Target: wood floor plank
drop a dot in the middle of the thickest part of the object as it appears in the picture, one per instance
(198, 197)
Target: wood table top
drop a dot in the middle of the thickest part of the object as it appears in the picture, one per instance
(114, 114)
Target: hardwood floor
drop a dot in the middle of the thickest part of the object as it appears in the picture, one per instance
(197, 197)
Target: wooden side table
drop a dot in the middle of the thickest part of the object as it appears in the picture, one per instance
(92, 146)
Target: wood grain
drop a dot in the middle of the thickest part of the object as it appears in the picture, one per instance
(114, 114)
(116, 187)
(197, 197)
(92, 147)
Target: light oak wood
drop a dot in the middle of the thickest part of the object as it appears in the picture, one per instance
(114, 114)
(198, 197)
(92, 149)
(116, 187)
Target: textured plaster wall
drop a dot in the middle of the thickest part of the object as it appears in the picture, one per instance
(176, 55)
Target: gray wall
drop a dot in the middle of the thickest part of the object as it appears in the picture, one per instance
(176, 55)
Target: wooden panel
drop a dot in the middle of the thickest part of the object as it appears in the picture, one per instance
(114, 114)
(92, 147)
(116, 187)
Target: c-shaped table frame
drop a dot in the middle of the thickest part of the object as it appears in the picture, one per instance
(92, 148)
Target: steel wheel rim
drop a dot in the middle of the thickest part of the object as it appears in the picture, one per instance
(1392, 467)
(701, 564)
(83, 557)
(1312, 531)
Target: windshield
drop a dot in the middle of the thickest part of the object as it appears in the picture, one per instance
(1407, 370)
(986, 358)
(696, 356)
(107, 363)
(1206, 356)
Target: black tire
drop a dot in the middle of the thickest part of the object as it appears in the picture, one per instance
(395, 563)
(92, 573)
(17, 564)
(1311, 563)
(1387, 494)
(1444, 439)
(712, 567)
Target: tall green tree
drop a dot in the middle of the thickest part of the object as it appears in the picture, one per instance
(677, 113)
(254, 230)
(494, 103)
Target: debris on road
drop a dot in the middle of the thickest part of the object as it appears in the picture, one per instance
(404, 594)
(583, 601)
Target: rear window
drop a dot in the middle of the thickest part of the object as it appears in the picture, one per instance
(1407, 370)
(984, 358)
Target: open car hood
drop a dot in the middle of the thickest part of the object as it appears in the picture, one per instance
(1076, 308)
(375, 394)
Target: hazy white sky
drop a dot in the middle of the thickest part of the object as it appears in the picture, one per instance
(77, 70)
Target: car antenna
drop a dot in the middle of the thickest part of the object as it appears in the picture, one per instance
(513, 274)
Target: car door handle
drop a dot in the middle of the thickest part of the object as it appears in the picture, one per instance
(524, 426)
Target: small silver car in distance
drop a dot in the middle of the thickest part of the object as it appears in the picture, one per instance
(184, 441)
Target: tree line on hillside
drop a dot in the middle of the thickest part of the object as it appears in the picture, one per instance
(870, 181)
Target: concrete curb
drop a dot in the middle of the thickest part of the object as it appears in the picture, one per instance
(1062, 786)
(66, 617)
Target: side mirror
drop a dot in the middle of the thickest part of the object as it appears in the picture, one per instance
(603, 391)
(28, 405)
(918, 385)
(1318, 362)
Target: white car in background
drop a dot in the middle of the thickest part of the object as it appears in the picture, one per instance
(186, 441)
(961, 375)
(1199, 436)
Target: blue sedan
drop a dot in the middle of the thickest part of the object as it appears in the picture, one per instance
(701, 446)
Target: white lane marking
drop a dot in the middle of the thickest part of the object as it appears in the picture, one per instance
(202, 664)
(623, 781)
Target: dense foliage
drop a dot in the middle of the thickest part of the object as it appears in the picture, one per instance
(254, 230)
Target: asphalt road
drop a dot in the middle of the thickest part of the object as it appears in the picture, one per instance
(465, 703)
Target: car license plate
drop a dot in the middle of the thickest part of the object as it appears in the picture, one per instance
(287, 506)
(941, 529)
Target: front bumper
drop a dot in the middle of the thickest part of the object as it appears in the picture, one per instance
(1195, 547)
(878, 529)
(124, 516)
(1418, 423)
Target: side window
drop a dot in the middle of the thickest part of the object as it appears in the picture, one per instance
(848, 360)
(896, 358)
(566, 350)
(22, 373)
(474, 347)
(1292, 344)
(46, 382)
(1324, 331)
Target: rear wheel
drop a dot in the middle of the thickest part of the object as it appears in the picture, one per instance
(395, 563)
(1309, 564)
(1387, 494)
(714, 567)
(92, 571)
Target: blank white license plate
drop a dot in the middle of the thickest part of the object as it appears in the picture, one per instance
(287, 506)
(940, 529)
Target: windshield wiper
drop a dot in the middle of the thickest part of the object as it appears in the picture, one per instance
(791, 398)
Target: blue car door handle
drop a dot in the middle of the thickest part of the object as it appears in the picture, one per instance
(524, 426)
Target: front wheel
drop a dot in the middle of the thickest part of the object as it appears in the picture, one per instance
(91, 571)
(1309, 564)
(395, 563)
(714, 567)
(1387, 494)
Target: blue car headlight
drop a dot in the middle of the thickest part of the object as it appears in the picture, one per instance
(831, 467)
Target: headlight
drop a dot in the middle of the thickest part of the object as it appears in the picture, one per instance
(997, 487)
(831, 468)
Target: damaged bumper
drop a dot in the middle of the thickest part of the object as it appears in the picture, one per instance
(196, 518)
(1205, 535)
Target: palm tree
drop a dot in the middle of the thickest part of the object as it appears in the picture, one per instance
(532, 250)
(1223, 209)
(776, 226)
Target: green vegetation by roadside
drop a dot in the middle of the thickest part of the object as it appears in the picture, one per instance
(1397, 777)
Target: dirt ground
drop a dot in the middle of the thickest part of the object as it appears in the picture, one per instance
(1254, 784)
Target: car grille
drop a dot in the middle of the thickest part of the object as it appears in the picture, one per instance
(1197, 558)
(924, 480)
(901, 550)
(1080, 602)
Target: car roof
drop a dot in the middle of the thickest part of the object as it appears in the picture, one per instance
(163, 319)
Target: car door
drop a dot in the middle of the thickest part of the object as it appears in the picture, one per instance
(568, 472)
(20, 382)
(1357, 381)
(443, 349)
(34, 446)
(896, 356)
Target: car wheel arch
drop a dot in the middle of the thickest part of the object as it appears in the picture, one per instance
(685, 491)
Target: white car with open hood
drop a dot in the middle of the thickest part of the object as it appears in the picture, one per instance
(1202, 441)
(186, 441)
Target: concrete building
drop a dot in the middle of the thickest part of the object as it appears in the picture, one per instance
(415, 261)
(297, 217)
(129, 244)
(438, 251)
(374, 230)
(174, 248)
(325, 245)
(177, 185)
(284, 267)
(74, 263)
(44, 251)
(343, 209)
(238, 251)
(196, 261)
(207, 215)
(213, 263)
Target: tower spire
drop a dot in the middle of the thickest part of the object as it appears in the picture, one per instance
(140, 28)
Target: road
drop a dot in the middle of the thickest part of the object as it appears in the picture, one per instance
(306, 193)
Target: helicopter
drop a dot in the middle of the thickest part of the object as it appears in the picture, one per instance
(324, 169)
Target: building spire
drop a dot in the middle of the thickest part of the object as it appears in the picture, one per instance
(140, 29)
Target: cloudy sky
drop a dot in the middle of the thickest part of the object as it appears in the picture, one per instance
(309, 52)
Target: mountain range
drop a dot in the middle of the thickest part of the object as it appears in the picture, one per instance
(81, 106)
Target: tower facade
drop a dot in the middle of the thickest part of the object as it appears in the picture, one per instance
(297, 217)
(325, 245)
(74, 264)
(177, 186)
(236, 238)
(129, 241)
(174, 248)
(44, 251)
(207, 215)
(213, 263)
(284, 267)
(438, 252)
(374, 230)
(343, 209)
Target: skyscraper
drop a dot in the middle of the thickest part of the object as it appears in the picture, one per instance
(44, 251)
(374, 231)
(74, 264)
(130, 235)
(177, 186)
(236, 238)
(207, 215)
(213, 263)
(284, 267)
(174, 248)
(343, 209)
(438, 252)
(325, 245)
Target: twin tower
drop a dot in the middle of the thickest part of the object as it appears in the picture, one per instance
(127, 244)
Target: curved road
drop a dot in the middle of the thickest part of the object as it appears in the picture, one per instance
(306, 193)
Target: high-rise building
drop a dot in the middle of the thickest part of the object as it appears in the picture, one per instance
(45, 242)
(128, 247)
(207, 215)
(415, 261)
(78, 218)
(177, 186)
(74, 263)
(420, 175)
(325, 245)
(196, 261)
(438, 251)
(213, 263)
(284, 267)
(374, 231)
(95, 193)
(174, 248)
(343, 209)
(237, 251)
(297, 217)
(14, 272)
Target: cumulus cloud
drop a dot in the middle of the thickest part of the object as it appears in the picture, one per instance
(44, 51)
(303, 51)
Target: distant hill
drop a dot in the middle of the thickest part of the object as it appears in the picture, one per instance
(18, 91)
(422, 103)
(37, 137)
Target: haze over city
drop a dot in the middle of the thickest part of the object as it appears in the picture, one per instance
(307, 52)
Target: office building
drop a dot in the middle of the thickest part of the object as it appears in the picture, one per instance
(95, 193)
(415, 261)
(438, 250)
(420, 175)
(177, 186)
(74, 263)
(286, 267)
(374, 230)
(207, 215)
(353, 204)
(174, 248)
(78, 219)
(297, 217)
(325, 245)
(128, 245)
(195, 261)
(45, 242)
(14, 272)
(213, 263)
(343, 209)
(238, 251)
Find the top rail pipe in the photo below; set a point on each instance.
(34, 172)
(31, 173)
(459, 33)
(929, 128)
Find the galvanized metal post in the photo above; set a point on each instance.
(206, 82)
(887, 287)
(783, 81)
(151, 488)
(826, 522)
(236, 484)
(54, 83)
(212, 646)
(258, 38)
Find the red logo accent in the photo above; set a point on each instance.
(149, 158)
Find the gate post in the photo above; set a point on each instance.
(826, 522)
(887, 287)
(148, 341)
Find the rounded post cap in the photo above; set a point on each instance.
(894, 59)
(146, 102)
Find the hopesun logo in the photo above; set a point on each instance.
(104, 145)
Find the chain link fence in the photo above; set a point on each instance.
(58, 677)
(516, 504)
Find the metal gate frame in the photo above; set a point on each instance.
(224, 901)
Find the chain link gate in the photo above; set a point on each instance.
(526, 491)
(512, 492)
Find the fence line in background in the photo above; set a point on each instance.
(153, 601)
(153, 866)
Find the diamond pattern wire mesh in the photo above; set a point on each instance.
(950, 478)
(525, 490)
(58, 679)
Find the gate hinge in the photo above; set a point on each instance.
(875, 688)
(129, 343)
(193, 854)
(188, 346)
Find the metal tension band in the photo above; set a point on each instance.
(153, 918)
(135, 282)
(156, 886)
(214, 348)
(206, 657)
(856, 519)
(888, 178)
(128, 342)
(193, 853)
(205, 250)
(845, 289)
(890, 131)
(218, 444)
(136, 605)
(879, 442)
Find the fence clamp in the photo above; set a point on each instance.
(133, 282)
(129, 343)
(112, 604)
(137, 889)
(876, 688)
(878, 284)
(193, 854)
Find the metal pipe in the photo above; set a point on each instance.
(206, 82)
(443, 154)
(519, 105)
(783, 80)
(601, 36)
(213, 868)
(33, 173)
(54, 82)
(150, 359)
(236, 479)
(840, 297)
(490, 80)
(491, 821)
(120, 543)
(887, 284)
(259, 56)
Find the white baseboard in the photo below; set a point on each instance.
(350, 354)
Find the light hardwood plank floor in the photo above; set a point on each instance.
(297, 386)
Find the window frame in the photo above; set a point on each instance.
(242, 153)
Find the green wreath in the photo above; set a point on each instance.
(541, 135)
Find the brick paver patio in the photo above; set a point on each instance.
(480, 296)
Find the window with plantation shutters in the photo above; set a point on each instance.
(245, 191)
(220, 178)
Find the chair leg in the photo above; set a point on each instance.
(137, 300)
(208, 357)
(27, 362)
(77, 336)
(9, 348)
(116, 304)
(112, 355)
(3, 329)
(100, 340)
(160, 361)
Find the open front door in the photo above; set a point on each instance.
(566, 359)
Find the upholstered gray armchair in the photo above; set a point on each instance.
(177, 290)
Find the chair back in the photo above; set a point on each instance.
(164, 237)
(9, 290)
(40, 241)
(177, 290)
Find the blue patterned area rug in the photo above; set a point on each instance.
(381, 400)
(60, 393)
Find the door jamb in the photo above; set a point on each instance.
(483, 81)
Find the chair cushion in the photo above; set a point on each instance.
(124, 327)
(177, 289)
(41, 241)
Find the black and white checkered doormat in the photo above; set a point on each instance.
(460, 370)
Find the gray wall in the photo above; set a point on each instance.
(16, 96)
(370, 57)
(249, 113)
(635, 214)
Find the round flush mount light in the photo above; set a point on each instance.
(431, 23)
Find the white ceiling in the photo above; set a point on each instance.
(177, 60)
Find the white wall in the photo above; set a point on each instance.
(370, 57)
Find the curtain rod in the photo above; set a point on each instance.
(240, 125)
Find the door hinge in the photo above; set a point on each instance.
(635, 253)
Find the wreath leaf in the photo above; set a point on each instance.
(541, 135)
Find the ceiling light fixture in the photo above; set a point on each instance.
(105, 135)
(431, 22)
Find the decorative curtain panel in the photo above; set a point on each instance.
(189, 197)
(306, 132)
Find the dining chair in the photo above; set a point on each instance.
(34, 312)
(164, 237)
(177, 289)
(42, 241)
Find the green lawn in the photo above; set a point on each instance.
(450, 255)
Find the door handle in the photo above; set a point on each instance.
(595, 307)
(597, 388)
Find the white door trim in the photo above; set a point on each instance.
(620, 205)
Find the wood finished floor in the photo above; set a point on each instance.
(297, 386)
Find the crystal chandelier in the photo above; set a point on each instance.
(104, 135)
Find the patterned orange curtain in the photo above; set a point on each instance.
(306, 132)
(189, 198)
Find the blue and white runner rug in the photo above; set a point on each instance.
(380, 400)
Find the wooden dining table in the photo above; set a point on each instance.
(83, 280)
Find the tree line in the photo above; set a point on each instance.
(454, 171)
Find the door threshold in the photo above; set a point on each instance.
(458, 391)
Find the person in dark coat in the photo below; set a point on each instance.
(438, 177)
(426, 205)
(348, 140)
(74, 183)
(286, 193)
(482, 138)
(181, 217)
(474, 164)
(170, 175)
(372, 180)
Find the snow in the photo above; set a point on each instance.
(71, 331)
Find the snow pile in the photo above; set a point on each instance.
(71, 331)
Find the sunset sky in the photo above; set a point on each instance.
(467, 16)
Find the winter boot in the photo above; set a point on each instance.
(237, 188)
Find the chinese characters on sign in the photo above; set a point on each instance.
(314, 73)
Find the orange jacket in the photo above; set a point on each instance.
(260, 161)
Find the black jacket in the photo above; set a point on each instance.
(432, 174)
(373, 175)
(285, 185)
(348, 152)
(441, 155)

● ● ● ●

→ Work instructions: Copy every line of the listing above, beginning with its first line and running through the line containing "(1206, 356)", and reduce each coordinate value by 24, with everything else left as it is.

→ Reply to the exercise:
Target: wood floor plank
drop a dot in the middle of the thickest part of the object as it appears in the picture, one per instance
(174, 173)
Target: wood table top
drop a dot in the middle of the thickest part of the object as it appears in the picture, one per instance
(90, 90)
Target: hardwood floor
drop a dot in the middle of the thickest part of the object as it appears in the picture, one per instance
(173, 173)
Target: wooden side table
drop a dot in the middle of the thickest part of the object as it appears in the picture, one per instance
(68, 122)
Target: wood grain
drop a dot in the middle of the thickest part of the object as it appears in the picture, one per instance
(90, 90)
(92, 163)
(173, 173)
(68, 123)
Target: light oak wood
drop a dot in the middle of the thickest part of the object as it appears in the picture, one per instance
(90, 90)
(174, 173)
(68, 125)
(92, 163)
Target: textured plaster wall
drop a dot in the middle of the thickest part of the object as it appears in the picture, one per instance
(152, 31)
Target: gray wall
drop a dot in the middle of the thickest part of the object as it appears in the picture, one per instance
(152, 31)
Target: wooden panel
drop a dot in the middle of the thickest part of the object as it appears in the picture, one per instance
(90, 90)
(68, 123)
(92, 163)
Target: c-shaped table frame
drop a dot in the middle of the thickest part of the object as it appears in the picture, one per instance
(68, 124)
Target: steel wheel rim
drop a dot in the middle of the thickest part of the object as it appears in the picture, one per instance
(1368, 443)
(677, 540)
(59, 533)
(1288, 507)
Target: windshield
drop a dot in the middle of the thickest part of the object as it appears in the picture, one per instance
(1383, 346)
(962, 334)
(672, 332)
(83, 339)
(1182, 332)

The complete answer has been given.